## [GIVEN REQUEST]
Which lines in the material below contain the word "noun"? Show each of them in full, and treat uppercase and lowercase letters as different.
- - - - -
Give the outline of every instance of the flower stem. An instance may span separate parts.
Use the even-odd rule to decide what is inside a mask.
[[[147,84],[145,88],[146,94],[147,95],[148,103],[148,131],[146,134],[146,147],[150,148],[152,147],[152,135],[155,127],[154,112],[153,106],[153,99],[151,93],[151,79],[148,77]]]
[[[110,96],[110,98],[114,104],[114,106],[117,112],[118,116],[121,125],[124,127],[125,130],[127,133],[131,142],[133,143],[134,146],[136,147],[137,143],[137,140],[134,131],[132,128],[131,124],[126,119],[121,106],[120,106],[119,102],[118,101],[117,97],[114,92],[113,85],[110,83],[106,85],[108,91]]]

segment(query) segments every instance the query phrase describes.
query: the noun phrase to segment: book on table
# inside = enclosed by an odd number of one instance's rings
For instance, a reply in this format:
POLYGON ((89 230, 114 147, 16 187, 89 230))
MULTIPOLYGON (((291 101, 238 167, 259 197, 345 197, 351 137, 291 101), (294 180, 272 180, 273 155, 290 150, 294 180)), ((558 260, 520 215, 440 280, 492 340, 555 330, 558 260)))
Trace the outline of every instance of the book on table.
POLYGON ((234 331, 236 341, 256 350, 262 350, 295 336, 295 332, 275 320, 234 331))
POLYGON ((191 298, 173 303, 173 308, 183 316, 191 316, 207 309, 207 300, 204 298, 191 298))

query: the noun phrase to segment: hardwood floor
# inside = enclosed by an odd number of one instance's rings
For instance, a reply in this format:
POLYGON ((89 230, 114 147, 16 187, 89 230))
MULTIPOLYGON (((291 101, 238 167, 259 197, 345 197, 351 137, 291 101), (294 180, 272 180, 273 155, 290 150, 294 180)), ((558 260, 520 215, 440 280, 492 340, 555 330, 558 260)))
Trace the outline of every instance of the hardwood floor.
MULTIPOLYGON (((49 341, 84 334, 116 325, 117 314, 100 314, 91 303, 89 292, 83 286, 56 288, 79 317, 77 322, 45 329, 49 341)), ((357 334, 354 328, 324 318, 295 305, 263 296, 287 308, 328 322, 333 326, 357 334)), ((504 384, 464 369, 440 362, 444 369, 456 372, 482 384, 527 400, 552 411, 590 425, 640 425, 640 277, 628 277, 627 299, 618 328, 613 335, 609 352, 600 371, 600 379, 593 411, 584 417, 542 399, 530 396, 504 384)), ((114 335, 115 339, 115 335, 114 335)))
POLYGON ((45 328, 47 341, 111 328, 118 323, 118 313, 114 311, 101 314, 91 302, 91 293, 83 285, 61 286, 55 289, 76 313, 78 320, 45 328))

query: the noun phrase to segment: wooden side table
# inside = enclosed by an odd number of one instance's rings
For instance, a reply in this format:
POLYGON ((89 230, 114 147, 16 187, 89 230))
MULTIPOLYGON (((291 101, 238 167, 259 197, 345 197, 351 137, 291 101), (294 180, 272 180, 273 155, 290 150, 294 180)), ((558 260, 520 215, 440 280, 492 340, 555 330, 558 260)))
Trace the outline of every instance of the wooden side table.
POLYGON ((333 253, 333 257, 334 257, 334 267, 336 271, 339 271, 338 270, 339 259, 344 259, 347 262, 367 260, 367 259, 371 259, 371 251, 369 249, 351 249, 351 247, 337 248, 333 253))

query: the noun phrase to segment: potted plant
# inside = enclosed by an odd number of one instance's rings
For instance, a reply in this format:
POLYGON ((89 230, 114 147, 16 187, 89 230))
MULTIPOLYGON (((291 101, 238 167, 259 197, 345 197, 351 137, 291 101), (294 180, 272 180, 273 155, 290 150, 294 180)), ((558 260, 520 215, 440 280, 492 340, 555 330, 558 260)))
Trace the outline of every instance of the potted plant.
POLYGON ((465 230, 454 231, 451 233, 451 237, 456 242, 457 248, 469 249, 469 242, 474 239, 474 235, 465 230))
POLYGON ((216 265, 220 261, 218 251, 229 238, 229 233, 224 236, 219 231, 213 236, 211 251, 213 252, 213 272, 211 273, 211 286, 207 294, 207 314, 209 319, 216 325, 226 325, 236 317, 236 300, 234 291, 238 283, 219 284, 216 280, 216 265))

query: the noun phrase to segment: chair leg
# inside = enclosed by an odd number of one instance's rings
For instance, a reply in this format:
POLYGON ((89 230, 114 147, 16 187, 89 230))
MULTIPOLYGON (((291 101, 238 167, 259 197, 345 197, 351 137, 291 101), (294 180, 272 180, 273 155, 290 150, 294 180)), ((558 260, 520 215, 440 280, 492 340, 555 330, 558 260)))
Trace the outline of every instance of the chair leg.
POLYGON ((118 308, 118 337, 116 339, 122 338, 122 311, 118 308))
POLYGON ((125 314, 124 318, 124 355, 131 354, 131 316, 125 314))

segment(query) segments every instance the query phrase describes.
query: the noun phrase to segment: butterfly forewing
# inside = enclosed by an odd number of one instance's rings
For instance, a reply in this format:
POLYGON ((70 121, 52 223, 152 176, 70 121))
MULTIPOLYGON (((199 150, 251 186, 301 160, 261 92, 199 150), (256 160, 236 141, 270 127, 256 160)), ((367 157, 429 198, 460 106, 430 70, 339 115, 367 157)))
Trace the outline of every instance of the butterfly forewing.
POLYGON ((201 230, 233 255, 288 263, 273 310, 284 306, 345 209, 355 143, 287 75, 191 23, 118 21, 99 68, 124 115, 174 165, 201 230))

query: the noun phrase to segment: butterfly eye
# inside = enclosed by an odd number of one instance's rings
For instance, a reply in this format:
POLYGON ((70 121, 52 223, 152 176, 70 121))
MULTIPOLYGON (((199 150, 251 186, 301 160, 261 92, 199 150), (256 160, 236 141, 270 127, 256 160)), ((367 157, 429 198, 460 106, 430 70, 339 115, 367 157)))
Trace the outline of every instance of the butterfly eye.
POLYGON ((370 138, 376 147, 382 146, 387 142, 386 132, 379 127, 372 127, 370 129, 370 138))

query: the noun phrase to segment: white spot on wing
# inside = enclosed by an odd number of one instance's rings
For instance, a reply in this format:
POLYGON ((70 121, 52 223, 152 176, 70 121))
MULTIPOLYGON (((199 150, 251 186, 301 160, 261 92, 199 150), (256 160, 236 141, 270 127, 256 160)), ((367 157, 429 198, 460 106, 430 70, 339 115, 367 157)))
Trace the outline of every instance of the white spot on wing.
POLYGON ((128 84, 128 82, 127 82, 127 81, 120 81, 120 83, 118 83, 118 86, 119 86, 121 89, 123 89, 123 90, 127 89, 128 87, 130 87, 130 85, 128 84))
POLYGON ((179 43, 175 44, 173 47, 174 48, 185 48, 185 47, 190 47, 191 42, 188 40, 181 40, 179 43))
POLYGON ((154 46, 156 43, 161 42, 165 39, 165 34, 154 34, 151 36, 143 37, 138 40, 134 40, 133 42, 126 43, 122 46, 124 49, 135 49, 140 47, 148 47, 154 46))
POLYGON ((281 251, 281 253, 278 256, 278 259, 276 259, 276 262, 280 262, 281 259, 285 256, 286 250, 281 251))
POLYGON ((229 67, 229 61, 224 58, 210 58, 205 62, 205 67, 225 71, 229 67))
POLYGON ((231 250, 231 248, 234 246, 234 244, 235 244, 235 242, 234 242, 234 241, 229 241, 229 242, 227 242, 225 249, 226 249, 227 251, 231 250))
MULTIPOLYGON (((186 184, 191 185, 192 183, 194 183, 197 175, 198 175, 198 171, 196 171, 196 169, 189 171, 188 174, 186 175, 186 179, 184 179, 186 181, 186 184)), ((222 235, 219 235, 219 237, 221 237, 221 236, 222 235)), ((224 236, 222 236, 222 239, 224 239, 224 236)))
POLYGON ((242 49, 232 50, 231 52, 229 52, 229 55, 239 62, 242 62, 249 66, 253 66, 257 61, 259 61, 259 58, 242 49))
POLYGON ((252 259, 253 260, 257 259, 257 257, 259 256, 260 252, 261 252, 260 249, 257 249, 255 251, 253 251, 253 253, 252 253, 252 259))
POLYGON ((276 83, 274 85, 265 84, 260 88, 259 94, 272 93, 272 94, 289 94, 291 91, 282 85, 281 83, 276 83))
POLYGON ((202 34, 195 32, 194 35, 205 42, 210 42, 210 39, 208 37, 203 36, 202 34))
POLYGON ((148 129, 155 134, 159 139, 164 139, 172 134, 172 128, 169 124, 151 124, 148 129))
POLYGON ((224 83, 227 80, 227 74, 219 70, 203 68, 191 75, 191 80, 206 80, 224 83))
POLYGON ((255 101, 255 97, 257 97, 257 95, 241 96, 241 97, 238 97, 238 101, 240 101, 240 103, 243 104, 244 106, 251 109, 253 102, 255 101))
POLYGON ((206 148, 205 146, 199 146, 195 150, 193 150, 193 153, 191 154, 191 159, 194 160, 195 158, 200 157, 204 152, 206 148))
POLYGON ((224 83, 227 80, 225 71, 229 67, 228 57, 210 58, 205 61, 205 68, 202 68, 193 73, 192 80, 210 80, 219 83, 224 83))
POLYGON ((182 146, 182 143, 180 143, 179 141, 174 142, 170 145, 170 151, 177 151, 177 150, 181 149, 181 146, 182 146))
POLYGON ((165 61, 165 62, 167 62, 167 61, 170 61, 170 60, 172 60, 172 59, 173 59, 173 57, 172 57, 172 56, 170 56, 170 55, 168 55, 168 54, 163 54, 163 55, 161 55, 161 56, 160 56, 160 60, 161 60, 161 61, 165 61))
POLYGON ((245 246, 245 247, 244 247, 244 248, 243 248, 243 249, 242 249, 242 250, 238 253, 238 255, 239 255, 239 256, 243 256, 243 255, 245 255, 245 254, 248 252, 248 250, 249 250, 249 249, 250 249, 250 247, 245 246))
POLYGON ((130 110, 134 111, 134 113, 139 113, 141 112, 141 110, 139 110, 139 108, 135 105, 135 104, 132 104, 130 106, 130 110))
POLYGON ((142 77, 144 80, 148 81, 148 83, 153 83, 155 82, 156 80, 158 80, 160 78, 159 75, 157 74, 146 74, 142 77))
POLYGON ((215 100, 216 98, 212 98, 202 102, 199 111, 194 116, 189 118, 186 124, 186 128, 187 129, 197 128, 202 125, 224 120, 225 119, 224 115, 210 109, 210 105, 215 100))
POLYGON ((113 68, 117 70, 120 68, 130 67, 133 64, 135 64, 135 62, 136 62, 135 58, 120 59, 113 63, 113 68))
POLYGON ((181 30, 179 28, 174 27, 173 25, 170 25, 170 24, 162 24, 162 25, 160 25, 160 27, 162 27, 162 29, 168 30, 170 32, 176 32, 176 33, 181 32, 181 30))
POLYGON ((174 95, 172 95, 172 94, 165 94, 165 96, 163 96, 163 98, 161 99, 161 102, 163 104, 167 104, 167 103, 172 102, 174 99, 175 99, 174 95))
- - - - -
## [OUTPUT FOR THIS TASK]
query: the noun phrase to segment: book on table
query: the noun phrase to segment: hardwood floor
query: the noun phrase to segment: wooden side table
query: the noun phrase to segment: potted plant
query: the noun phrase to segment: chair leg
query: the noun phrase to segment: butterfly forewing
query: the noun phrase to segment: butterfly eye
query: the noun phrase to segment: white spot on wing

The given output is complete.